* SUPPLIED INFORMATION

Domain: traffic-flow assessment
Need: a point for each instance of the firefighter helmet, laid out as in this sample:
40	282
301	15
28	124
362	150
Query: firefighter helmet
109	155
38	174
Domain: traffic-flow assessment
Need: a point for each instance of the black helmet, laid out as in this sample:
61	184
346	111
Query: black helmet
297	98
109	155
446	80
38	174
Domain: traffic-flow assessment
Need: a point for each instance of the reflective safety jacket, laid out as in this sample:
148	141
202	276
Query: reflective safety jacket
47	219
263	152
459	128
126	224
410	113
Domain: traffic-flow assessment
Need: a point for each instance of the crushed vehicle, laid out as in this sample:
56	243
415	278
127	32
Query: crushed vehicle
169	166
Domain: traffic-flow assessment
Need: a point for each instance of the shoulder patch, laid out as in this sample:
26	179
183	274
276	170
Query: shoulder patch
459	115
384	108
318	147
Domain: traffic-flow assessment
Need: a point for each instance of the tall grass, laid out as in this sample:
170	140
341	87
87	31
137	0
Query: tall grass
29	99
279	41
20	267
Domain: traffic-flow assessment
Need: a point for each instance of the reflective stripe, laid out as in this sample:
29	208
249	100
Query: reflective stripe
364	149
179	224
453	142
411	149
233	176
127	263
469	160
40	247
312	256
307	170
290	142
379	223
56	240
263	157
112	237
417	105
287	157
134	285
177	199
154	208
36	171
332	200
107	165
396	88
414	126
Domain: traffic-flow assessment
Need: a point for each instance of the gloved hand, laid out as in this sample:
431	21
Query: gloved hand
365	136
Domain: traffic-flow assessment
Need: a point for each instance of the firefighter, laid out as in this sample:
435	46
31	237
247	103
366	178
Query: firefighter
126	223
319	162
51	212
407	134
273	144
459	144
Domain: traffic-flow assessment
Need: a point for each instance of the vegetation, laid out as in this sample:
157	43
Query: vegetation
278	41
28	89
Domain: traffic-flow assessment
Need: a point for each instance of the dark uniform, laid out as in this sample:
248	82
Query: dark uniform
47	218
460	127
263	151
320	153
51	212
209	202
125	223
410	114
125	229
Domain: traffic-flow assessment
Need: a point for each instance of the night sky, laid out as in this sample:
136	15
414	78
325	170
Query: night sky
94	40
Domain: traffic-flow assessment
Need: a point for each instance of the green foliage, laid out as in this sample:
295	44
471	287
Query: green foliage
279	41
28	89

* PROBLEM STATEMENT
Extract the listing in its entirety, matching it exactly.

* OUTPUT OF THE EXERCISE
Domain: traffic-flow assessment
Need: a point for each instance of the firefighter helmet, laid out as in this sample:
40	282
301	15
28	124
362	150
Query: firefighter helmet
109	155
38	174
Domain: traffic-flow assessment
Need: a point for each instance of the black helmet, laid out as in this sample:
61	184
346	111
Query: black helmet
297	98
109	155
446	80
38	174
Domain: traffic-flow assessment
Need: a point for each instance of the reflective safety jacket, laid out as in this sample:
148	141
202	276
Query: reflective safety jacket
47	219
263	152
459	128
126	224
410	113
Domain: traffic-flow assessment
Need: a point for each instance of the crushed vehicle, laid out as in this sample:
56	243
415	278
127	32
Query: crushed vehicle
169	166
Domain: traffic-flow assessment
Need: a point for each instance of the shoulder patch, laid out as in this sample:
26	179
183	274
276	170
Query: shoulder patch
459	115
384	108
318	147
Domain: traffic-flow assessment
Need: a point for each instance of the tall grass, laid out as in this sample:
170	140
341	87
87	31
137	0
Query: tall grass
29	99
279	41
20	267
Domain: traffic-flow assessment
Need: a point for each instance of the reflective stripe, laid out as in this sample:
29	208
249	100
Query: reflective stripe
364	149
179	224
453	142
411	149
233	176
127	263
469	160
40	247
312	256
307	170
290	142
379	223
56	240
263	157
112	237
417	105
287	157
134	285
177	199
154	208
36	171
332	200
107	165
396	88
414	126
Domain: traffic-flow assessment
Need: a point for each instance of the gloved hand, laid out as in this sample:
431	21
Query: gloved hand
365	136
Domain: traffic-flow assessment
Need: a point for each instance of the firefighter, laid out as in this sample:
435	46
31	237
247	103
366	178
Query: firefighter
126	223
319	162
51	212
407	134
273	144
459	144
Domain: traffic-flow assessment
Need: a point for each instance of the vegetation, laid out as in this sample:
157	43
Query: vegetation
278	41
28	89
Domain: traffic-flow assessment
Need: a point for each instance of the dark uniform, laid out as in this sample:
248	82
Query: dark uniform
47	218
460	127
263	151
320	153
51	212
209	202
125	223
410	114
125	229
Domain: traffic-flow assessment
Need: a point for each instance of the night sky, laid out as in this sample:
136	15
414	78
325	170
Query: night sky
94	40
Domain: traffic-flow assessment
Need: a point for each instance of the green foliage, laid out as in this sample:
295	44
471	287
Query: green foliage
279	41
28	89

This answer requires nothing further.